_TEXT BLOCK_:
********************

# Photo Shop Freeware Equivalent



## ikofun (Mar 28, 2005)

Is there any freeware that can do the same stuff as Photo Shop? I am looking to embed captions into photos.

Thanks.


----------



## Inactive (Apr 11, 2005)

GIMP is worth a look. it's hard to get free stuff with that kind of quality.


----------



## ebackhus (Apr 21, 2005)

To an extent you can do that in MS Paint. GIMP, as Freddy mentioned, is probably the closest you can get for free.


----------



## jub_jub_kiwi (May 29, 2006)

Try searching on a tucows or a filehippo website.


----------



## grizzly_uk (Jul 28, 2006)

Yes its possible to use MS Paint, but if you intend to do a large quantity of images over an extended period of time, Paint will ultimately lead to your premature death. Just go for GIMP, it is a great tool, it isn't often you get freeware of such high standard and there are alot of extensions available for it.

********************

_DATASET ENTRIES_:
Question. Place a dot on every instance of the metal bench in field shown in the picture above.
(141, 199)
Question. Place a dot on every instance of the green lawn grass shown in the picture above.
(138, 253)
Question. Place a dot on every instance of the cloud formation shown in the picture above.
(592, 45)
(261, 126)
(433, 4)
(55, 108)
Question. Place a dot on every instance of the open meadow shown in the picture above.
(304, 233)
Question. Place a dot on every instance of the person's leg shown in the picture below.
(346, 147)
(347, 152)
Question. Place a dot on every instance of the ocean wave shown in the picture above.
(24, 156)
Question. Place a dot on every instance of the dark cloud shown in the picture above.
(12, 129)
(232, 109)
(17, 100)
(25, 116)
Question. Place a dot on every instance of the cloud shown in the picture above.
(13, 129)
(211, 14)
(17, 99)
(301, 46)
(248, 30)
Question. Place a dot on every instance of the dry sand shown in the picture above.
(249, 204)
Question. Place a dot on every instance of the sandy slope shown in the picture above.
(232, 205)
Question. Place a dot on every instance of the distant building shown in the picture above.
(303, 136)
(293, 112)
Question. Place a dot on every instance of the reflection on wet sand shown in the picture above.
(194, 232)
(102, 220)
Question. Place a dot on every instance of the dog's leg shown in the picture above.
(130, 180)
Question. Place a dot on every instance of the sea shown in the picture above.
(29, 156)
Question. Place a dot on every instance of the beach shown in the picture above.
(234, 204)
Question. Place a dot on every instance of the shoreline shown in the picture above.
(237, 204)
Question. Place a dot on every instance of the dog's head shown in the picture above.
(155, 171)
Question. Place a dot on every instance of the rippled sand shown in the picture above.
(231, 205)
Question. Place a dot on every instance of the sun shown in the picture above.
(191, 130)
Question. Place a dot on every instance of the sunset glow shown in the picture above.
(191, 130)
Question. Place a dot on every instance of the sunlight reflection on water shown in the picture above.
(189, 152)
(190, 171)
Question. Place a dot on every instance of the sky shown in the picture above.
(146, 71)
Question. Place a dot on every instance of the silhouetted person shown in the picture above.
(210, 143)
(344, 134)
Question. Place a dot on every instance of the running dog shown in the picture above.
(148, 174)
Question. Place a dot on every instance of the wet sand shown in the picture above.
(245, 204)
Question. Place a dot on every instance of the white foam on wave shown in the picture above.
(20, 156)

********************

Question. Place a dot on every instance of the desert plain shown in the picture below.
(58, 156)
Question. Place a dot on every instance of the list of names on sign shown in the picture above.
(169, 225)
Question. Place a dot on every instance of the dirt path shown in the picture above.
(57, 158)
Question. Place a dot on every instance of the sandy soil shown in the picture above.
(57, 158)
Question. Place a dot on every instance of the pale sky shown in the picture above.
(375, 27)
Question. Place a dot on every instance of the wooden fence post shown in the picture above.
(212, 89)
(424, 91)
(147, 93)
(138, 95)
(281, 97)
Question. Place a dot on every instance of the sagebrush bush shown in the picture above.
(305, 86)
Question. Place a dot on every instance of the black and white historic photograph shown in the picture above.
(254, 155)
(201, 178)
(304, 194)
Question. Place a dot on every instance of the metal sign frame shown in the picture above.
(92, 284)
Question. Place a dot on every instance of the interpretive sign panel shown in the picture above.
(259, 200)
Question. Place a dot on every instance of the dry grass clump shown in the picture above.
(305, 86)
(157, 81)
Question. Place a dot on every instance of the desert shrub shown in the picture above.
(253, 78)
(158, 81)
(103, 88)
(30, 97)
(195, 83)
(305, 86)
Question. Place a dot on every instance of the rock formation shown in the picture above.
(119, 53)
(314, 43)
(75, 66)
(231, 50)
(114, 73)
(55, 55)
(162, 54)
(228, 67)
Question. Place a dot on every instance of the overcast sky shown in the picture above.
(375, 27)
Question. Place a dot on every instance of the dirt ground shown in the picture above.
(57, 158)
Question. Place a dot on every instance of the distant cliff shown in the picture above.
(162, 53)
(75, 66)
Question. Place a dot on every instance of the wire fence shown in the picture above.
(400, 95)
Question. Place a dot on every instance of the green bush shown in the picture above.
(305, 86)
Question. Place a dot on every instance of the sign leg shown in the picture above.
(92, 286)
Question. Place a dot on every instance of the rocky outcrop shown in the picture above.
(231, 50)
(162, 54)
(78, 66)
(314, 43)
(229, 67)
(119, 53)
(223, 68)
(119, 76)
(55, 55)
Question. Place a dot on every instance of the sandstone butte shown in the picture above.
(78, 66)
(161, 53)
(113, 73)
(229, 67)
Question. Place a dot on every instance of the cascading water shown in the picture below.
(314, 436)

********************

_WRITTEN REQUEST A_: Write out the forum thread from "## grizzly_uk (Jul" up to and including "available for it.", putting "Krita" in place of "GIMP".
_WRITTEN REQUEST B_: In the forum thread, what does ikofun want to do to photos?
Work from the forum thread alone, not the material.

_ANSWER A_:
## grizzly_uk (Jul 28, 2006)

Yes its possible to use MS Paint, but if you intend to do a large quantity of images over an extended period of time, Paint will ultimately lead to your premature death. Just go for Krita, it is a great tool, it isn't often you get freeware of such high standard and there are alot of extensions available for it.

_ANSWER B_: Embed captions into them.